**PROMPT**
From the records below, pick out each line that contains the string "grain" and copy it.

**TASK INPUT**
──────

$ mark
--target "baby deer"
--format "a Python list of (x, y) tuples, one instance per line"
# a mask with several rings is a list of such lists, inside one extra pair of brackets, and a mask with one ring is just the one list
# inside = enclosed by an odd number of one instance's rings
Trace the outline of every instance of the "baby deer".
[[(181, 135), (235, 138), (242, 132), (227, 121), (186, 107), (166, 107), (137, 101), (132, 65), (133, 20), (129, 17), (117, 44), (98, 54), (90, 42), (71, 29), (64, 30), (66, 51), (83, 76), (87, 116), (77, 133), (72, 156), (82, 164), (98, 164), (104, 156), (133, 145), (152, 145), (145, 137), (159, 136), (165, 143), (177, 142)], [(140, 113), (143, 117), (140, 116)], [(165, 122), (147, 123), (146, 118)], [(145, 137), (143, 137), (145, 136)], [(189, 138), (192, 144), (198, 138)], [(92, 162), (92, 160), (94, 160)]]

──────

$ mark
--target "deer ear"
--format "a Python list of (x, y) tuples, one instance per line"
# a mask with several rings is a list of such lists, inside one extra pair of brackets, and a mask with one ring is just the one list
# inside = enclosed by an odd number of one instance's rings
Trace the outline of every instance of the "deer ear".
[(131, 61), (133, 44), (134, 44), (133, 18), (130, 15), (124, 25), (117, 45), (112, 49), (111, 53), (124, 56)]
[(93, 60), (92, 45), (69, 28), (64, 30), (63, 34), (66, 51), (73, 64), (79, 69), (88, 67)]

──────

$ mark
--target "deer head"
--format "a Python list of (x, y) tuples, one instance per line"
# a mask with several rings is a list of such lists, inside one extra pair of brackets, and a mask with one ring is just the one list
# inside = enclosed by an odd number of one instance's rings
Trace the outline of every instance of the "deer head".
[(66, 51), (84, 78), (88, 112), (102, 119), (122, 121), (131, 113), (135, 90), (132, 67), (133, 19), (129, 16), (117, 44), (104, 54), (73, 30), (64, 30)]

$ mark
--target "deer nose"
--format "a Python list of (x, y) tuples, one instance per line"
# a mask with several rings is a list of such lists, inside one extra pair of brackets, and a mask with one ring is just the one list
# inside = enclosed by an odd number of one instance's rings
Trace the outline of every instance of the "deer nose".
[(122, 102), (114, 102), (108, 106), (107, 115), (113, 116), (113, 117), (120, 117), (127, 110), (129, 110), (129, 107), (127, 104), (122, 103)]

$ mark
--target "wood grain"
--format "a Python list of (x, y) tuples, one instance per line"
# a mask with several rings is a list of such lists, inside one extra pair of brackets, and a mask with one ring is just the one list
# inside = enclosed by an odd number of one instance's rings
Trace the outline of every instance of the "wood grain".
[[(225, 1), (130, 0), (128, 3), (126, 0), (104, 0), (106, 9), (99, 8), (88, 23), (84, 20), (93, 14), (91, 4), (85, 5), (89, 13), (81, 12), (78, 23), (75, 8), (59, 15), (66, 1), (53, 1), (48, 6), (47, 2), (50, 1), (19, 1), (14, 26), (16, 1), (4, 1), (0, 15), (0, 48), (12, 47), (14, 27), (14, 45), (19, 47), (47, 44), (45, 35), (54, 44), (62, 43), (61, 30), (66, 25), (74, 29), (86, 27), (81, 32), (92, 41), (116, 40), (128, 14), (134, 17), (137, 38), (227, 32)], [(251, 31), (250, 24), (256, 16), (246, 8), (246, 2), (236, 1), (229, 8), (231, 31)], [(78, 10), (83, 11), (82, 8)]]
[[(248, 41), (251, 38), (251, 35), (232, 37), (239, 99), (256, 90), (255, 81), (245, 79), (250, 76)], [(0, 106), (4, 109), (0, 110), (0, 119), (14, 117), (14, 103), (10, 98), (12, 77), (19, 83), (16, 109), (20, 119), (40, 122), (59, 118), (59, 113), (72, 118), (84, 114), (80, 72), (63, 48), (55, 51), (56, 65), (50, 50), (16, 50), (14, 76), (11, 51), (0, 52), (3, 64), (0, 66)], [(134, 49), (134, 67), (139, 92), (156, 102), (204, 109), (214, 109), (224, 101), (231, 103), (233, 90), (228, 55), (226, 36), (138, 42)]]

──────

**OUTPUT FOR THIS TASK**
--target "wood grain"
Trace the outline of every instance of the "wood grain".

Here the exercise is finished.